» AUFGABE A: Fasse den Absatz im Textauszug, der mit „Die Anzeigepflicht der genannten Vorschrift“ beginnt, als kurze Liste zusammen. Alle wichtigen Aussagen sollen erhalten bleiben.

» TEXTAUSZUG:
########################################

Die Beklagte habe sodann die der Gebührenerhebung zugrundeliegende Amtshandlung ausgeführt.
Die Anzeigepflicht der genannten Vorschrift sei auch nicht auf die Fälle der erstmaligen Anmeldung durch den Halter einzuschränken. Weder Wortlaut noch Systematik noch Sinn und Zweck der Regelung legten nahe, dass es bei einem Umzug nach erfolgter Haltungsanzeige am neuen Haltungsort im Zuständigkeitsbereich einer anderen Ordnungsbehörde keiner erneuten Haltungsanzeige bedürfte. Bei einem Umzug entstehe die Anzeigepflicht vielmehr jeweils neu und habe die jeweils zuständige Ordnungsbehörde eigenständig zu prüfen, ob die in § 11 LHundG NRW normierten Voraussetzungen für die Haltung eines großen Hundes vorlägen. Dass nach § 8 Abs. 1 LHundG NRW verschärfte Meldungspflichten für Halter von gefährlichen Hunden nach dem LHundG NRW bestünden (Satz 1: u. a. Umzug innerhalb des gleichen Haltungsorts; Satz 2: Umzug zu neuem Haltungsort), sei für die allgemeine Anzeigepflicht des § 11 LHundG NRW ohne Bedeutung. Die hier maßgebliche Anzeigepflicht des § 11 Abs. 1 LHundG NRW diene gerade dem Zweck, der Behörde zu jeder Zeit einen umfassenden Überblick auch über den Bestand dieser Hunde, von denen nicht unerhebliche Gefahren ausgehen könnten, in ihrem Zuständigkeitsbereich zu verschaffen und das Vorliegen der Haltungsvoraussetzungen in jedem Fall überprüfen zu können.

########################################

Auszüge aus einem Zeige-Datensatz

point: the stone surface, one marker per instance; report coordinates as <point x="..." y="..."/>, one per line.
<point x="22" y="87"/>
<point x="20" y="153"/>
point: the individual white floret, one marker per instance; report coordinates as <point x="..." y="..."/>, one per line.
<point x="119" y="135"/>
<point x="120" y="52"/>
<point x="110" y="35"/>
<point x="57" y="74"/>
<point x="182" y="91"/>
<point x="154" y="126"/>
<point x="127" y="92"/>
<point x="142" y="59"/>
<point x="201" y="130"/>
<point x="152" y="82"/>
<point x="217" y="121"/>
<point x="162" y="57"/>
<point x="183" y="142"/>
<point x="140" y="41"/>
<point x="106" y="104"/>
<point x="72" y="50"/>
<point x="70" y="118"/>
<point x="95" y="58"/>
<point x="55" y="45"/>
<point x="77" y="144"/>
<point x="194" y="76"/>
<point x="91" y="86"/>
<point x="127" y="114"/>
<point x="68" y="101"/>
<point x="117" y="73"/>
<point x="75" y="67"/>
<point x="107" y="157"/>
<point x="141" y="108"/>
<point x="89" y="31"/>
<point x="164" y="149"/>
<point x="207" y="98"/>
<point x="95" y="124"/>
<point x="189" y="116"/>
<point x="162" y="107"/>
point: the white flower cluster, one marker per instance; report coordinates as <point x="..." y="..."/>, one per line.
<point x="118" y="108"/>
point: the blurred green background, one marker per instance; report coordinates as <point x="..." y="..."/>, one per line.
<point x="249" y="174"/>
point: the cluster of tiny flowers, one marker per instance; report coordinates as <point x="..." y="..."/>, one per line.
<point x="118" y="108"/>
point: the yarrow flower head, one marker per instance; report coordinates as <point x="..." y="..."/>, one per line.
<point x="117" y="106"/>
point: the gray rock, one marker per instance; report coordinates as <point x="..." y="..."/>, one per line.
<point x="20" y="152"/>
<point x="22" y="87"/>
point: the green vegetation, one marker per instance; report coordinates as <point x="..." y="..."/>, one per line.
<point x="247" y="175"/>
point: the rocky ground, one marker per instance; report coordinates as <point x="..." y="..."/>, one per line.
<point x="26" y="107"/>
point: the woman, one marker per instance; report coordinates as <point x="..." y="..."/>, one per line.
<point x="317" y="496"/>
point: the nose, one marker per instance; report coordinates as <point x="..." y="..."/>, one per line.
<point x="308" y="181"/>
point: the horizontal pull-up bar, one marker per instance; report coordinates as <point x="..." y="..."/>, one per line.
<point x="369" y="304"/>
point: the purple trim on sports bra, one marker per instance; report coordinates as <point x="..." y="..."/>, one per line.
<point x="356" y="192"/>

########################################

» AUFGABE B: Gib jede Zeile der Auflistung unverändert wieder, in der das Wort „cluster“ vorkommt. Achte dabei auf Groß- und Kleinschreibung.

» LÖSUNG A:
- Die Anzeigepflicht sei nicht auf die erstmalige Anmeldung durch den Halter beschränkt.
- Weder Wortlaut noch Systematik noch Sinn und Zweck der Regelung sprächen dafür, dass nach einem Umzug in den Bereich einer anderen Ordnungsbehörde keine neue Haltungsanzeige nötig sei.
- Bei jedem Umzug entstehe die Anzeigepflicht neu. Die jeweils zuständige Ordnungsbehörde prüfe selbst, ob die Voraussetzungen nach § 11 LHundG NRW für die Haltung eines großen Hundes vorliegen.
- Für Halter gefährlicher Hunde gebe es nach § 8 Abs. 1 LHundG NRW strengere Meldepflichten, etwa bei einem Umzug am gleichen oder an einen neuen Haltungsort. Für die allgemeine Anzeigepflicht nach § 11 LHundG NRW spiele das keine Rolle.
- Die Anzeigepflicht nach § 11 Abs. 1 LHundG NRW solle der Behörde jederzeit einen umfassenden Überblick über den Bestand dieser Hunde in ihrem Bereich geben, von denen nicht unerhebliche Gefahren ausgehen könnten. Außerdem solle sie der Behörde ermöglichen, die Haltungsvoraussetzungen in jedem Fall zu prüfen.

» LÖSUNG B:
point: the white flower cluster, one marker per instance; report coordinates as <point x="..." y="..."/>, one per line.
point: the cluster of tiny flowers, one marker per instance; report coordinates as <point x="..." y="..."/>, one per line.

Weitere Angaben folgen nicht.